• PROVIDED RECORDS:
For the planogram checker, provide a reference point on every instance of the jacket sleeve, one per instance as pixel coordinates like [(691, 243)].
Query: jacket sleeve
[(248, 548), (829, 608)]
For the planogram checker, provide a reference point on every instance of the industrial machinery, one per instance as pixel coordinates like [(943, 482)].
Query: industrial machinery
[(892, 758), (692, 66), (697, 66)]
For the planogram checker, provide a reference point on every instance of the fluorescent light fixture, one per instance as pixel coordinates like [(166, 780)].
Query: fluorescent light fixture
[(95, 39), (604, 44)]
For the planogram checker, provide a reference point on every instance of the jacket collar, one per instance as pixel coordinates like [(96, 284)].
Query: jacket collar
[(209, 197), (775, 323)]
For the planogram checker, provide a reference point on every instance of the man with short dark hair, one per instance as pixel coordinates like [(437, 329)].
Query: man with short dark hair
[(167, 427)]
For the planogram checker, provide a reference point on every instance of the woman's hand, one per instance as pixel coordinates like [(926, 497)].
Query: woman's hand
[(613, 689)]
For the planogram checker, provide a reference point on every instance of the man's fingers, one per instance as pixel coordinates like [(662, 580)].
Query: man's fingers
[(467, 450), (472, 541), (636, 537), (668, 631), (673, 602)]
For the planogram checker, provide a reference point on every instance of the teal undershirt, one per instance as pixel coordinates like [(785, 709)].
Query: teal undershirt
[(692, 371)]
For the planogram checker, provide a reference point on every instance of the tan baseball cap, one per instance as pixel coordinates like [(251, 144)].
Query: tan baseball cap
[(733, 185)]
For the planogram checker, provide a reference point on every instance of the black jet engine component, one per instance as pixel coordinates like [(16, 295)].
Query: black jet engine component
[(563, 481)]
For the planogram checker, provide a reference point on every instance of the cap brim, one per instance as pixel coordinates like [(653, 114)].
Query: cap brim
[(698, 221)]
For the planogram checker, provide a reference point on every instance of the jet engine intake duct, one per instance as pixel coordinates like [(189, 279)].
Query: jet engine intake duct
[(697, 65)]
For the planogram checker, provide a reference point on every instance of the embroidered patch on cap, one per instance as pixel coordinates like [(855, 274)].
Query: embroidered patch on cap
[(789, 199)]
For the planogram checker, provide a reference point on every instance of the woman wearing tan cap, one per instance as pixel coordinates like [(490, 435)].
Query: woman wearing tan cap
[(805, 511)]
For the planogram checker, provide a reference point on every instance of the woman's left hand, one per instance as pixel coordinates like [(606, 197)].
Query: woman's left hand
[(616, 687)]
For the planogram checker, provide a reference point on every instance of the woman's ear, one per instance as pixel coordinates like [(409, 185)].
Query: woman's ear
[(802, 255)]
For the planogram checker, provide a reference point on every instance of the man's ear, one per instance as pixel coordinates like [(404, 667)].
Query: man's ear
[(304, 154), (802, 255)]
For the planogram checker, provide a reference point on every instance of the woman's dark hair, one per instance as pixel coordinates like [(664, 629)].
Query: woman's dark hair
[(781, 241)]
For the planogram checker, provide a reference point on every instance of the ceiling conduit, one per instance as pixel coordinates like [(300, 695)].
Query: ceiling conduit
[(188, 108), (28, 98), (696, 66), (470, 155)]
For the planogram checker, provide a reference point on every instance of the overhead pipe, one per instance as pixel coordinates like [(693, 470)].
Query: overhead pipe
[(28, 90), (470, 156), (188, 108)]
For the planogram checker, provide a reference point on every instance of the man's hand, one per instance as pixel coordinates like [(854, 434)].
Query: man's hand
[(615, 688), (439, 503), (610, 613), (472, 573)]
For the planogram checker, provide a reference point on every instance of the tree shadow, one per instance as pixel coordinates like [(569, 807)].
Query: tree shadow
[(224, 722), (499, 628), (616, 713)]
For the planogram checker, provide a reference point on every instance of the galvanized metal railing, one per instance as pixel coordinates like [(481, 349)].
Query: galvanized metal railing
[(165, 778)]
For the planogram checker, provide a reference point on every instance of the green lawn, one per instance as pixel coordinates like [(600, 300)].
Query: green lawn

• EXERCISE DETAILS:
Every entry that appears above should be duplicated exactly.

• OUTPUT FOR THIS EXERCISE:
For the planogram checker, provide a reference point on every instance of the jacket sleeve, one per instance as pixel coordinates like [(691, 243)].
Query: jacket sleeve
[(248, 548), (829, 608)]
For the planogram checker, provide a reference point on every instance of the industrial machinery, one per instance as pixel coordinates like [(943, 482)].
Query: industrial machinery
[(892, 758), (692, 66), (697, 66)]
For the planogram checker, provide a reference point on every instance of the fluorescent light fixture, one per instance as pixel coordinates like [(166, 780)].
Query: fluorescent light fixture
[(95, 39), (604, 44)]
For the planogram checker, provide a reference point on every instance of the jacket collar, one per instance as pixel coordinates like [(96, 284)].
Query: jacket collar
[(209, 197), (775, 323)]
For the planogram checker, provide a reference point on every instance of the man with short dark hair, one per instance as pixel coordinates like [(437, 329)].
Query: man with short dark hair
[(167, 427)]
For the planogram checker, provide a reference point on every instance of the woman's hand, one per instance as pixel coordinates like [(926, 497)].
Query: woman's hand
[(613, 689)]
For the planogram checker, provide a reference point on every instance of the man's fingers, one per instance as pixel coordinates like [(662, 580)].
Query: man's fingers
[(467, 450), (472, 541), (636, 537), (668, 631), (673, 602)]
For the planogram checker, provide a reference point on every instance of the teal undershirt, one per instance as pixel coordinates like [(785, 709)].
Query: teal undershirt
[(692, 371)]
For the planogram checker, provide a reference point on every instance of the tan baseball cap, one per instance as pixel coordinates like [(251, 144)].
Query: tan baseball cap
[(733, 185)]
For the planogram checker, provide a reference point on every instance of the black jet engine component, one per instance as pixel coordinates like [(16, 295)].
Query: black jet engine component
[(563, 481)]
For the planogram checker, provide a reference point on every instance of the cap brim, one per instance as pixel coordinates like [(653, 114)].
Query: cap brim
[(698, 221)]
For the planogram checker, provide a reference point on every instance of the jet engine intake duct, one per instance as pixel coordinates like [(189, 279)].
Query: jet engine intake duct
[(697, 65)]
For the planogram checker, provide a reference point on every instance of the embroidered patch on cap, one per instance as pixel coordinates like [(855, 274)].
Query: embroidered patch on cap
[(789, 199)]
For the planogram checker, provide a reference point on every instance of the woman wearing tan cap, one per instance as pixel coordinates like [(490, 435)].
Query: woman wearing tan cap
[(805, 511)]
For the planogram checker, provide a reference point on every instance of the woman's left hand, one per instance as pixel coordinates like [(606, 197)].
Query: woman's left hand
[(616, 687)]
For the planogram checker, provide a reference point on every instance of the woman's ear, one per instance as pixel coordinates like [(409, 185)].
Query: woman's ear
[(802, 255)]
For the planogram checker, provide a reference point on every instance of the man's ear, one per instance as pixel coordinates like [(404, 667)].
Query: man's ear
[(304, 154), (802, 255)]
For the planogram checker, provide a reference point on every instance of the woman's dark hair, one per instance as pixel coordinates like [(664, 629)].
Query: woman's dark hair
[(781, 241)]
For the planogram checker, provide a reference point on every instance of the ceiling conduit, one per instance as pixel coordinates like [(300, 695)].
Query: ceiling conduit
[(188, 108), (28, 98), (696, 66), (470, 155)]
For the planogram checker, provide a reference point on every instance of the overhead pipe, one per instance as pixel coordinates like [(693, 470)].
Query: overhead pipe
[(28, 90), (470, 156), (188, 108)]
For the planogram checker, provide a reference point on every instance of the man's hand, one per instance as pixel coordinates like [(854, 434)].
Query: man's hand
[(615, 688), (439, 503), (610, 613), (472, 573)]
For the planogram checker, provide a reference point on every instance of the tree shadow, one per instance as pixel coordinates like [(569, 807)].
Query: tree shadow
[(224, 722), (499, 628), (616, 713)]
For the planogram checker, provide a reference point on every instance of the galvanized metal railing, one per instance as pixel coordinates like [(481, 349)].
Query: galvanized metal railing
[(165, 778)]
For the planogram checker, provide a reference point on every instance of the green lawn, one per instance as pixel coordinates like [(600, 300)].
Query: green lawn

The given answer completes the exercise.